§ **INFORMATION GIVEN**

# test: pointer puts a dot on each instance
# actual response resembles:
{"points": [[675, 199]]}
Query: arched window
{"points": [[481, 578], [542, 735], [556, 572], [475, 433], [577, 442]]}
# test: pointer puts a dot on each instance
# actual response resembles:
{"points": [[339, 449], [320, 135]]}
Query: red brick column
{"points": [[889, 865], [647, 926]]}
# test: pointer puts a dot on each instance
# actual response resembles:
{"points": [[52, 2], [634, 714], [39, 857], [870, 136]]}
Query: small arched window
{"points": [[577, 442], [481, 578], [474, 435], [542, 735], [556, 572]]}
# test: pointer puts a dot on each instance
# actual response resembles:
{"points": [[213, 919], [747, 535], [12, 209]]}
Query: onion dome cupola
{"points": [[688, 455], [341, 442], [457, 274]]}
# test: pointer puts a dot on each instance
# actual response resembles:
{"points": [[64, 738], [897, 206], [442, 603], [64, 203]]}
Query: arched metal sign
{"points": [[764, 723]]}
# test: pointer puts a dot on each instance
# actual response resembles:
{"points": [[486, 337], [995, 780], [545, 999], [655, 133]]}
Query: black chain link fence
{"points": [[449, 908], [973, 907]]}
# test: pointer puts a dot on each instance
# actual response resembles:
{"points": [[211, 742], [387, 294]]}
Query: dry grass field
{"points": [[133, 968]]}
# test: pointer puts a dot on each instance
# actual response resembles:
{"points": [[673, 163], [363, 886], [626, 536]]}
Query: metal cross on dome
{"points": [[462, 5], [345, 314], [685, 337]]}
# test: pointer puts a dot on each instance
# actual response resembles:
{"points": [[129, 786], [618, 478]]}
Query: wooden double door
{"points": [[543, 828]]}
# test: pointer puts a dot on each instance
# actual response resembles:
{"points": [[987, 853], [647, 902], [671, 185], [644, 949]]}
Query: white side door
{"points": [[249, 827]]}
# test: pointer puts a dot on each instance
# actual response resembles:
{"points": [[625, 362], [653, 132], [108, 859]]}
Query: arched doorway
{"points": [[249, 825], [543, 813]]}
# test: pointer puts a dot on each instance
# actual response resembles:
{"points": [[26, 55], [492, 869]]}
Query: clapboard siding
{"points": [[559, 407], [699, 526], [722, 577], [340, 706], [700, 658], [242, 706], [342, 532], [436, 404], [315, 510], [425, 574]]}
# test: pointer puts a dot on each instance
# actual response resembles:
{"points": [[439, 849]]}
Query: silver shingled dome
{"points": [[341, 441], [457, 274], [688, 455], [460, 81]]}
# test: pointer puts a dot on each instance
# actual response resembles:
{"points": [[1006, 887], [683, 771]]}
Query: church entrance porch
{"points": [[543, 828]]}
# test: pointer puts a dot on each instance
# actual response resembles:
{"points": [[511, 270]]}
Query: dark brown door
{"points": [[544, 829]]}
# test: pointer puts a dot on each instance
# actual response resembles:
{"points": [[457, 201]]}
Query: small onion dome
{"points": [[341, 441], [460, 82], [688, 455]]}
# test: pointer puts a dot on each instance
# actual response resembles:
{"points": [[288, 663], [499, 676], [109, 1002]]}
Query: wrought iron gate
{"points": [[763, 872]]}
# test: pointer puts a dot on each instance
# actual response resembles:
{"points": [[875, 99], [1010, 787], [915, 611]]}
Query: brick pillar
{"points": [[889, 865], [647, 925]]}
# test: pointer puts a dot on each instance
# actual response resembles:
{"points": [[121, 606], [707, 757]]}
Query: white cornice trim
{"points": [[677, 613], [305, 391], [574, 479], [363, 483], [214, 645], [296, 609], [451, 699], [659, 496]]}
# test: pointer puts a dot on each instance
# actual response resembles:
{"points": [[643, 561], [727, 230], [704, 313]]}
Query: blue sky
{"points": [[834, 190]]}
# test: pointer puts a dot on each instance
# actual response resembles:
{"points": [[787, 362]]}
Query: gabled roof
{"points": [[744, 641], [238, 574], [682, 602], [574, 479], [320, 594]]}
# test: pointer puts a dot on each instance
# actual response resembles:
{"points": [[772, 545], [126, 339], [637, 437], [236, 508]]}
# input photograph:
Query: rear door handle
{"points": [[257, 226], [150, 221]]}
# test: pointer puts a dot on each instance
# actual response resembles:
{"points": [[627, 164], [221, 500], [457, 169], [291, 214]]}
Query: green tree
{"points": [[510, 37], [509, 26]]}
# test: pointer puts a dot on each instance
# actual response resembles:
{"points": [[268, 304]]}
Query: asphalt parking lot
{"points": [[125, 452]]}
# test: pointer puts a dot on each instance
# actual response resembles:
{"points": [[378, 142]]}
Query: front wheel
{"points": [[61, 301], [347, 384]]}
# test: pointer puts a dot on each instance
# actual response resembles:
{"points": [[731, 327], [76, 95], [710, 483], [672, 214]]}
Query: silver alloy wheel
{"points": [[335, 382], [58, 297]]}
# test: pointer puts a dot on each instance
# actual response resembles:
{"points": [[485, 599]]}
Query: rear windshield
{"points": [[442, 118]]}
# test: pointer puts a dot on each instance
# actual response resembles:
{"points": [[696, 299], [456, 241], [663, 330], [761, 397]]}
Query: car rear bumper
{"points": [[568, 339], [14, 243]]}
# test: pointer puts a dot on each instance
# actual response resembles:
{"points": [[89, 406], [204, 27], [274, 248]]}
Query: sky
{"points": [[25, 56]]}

§ **YOUR TASK**
Each line of the listing should be echoed back exactly.

§ **FINISHED ANSWER**
# test: pointer puts a dot on each instance
# actual response resembles:
{"points": [[675, 199]]}
Query: arched window
{"points": [[481, 578], [542, 735], [556, 572], [475, 433], [577, 442]]}
# test: pointer puts a dot on each instance
# actual response resembles:
{"points": [[339, 449], [320, 135]]}
Query: red brick column
{"points": [[889, 865], [647, 926]]}
# test: pointer puts a dot on each instance
# actual response resembles:
{"points": [[52, 2], [634, 714], [39, 857], [870, 136]]}
Query: small arched window
{"points": [[577, 442], [481, 578], [474, 435], [542, 735], [556, 572]]}
# test: pointer puts a dot on each instance
# actual response resembles:
{"points": [[213, 919], [747, 535], [12, 209]]}
Query: onion dome cupola
{"points": [[688, 455], [341, 442], [457, 274]]}
# test: pointer puts a dot on each instance
# actual response resembles:
{"points": [[64, 738], [897, 206], [442, 603], [64, 203]]}
Query: arched metal sign
{"points": [[764, 723]]}
# test: pointer puts a dot on each instance
# actual response resembles:
{"points": [[486, 337], [995, 780], [545, 999], [655, 133]]}
Query: black chain link fence
{"points": [[449, 908], [973, 907]]}
# test: pointer puts a dot on each instance
# actual response resembles:
{"points": [[211, 742], [387, 294]]}
Query: dry grass field
{"points": [[133, 968]]}
# test: pointer puts a dot on each instance
# actual response resembles:
{"points": [[673, 163], [363, 886], [626, 536]]}
Query: metal cross on dome
{"points": [[462, 5], [345, 314], [685, 337]]}
# test: pointer puts a dot on each instance
# actual response resembles:
{"points": [[129, 786], [618, 478]]}
Query: wooden double door
{"points": [[543, 828]]}
# test: pointer puts a dot on each instance
# actual response resembles:
{"points": [[987, 853], [647, 902], [671, 185], [644, 949]]}
Query: white side door
{"points": [[249, 827]]}
# test: pointer puts a dot on each instance
# actual response resembles:
{"points": [[625, 362], [653, 132], [108, 859]]}
Query: arched doorway
{"points": [[249, 825], [543, 813]]}
# test: pointer puts a dot on each instance
# actual response resembles:
{"points": [[26, 55], [492, 869]]}
Query: clapboard siding
{"points": [[559, 407], [699, 526], [722, 577], [340, 706], [700, 658], [242, 706], [342, 532], [436, 404], [315, 510], [425, 574]]}
# test: pointer puts a dot on each instance
# actual response resembles:
{"points": [[439, 849]]}
Query: silver shingled dome
{"points": [[341, 441], [457, 274], [688, 455], [460, 81]]}
# test: pointer puts a dot on each instance
# actual response resembles:
{"points": [[1006, 887], [683, 771]]}
Query: church entrance porch
{"points": [[543, 828]]}
# test: pointer puts a dot on each instance
# actual response resembles:
{"points": [[511, 270]]}
Query: dark brown door
{"points": [[544, 829]]}
# test: pointer puts a dot on each instance
# actual response resembles:
{"points": [[457, 201]]}
Query: small onion dome
{"points": [[341, 441], [460, 82], [688, 455]]}
# test: pointer puts a dot on each instance
# actual response resembles:
{"points": [[288, 663], [499, 676], [109, 1002]]}
Query: wrought iron gate
{"points": [[763, 872]]}
# test: pointer puts a dot on each instance
# actual response resembles:
{"points": [[875, 99], [1010, 787], [915, 611]]}
Query: brick pillar
{"points": [[889, 865], [647, 925]]}
# test: pointer puts a dot on each instance
# actual response resembles:
{"points": [[121, 606], [707, 757]]}
Query: white cornice trim
{"points": [[677, 613], [305, 391], [574, 479], [363, 483], [214, 645], [296, 609], [451, 699], [659, 496]]}
# test: pointer puts a dot on each instance
# actual response resembles:
{"points": [[643, 561], [727, 230], [704, 313]]}
Query: blue sky
{"points": [[834, 190]]}
# test: pointer puts a dot on each instance
# actual response resembles:
{"points": [[787, 362]]}
Query: gabled roof
{"points": [[744, 641], [238, 574], [682, 602], [574, 479], [320, 594]]}
# test: pointer puts a dot on each instance
# actual response resembles:
{"points": [[772, 545], [126, 339], [637, 437], [236, 508]]}
# input photograph:
Query: rear door handle
{"points": [[257, 226], [150, 221]]}
# test: pointer puts a dot on each instance
# actual response resembles:
{"points": [[627, 164], [221, 500], [457, 169], [291, 214]]}
Query: green tree
{"points": [[510, 37], [509, 26]]}
# test: pointer puts a dot on each instance
# actual response resembles:
{"points": [[268, 304]]}
Query: asphalt parking lot
{"points": [[125, 452]]}
# test: pointer puts a dot on each instance
# actual response resembles:
{"points": [[378, 142]]}
Query: front wheel
{"points": [[61, 301], [347, 384]]}
# test: pointer puts a dot on each instance
# actual response resembles:
{"points": [[731, 327], [76, 95], [710, 483], [672, 214]]}
Query: silver alloy wheel
{"points": [[335, 382], [58, 297]]}
# test: pointer puts a dot on each instance
# actual response resembles:
{"points": [[485, 599]]}
Query: rear windshield
{"points": [[442, 118]]}
# test: pointer puts a dot on each instance
# actual response resembles:
{"points": [[696, 299], [456, 241], [663, 330], [761, 397]]}
Query: car rear bumper
{"points": [[568, 339], [14, 243]]}
# test: pointer puts a dot on each instance
# actual response resembles:
{"points": [[89, 406], [204, 27], [274, 248]]}
Query: sky
{"points": [[25, 56]]}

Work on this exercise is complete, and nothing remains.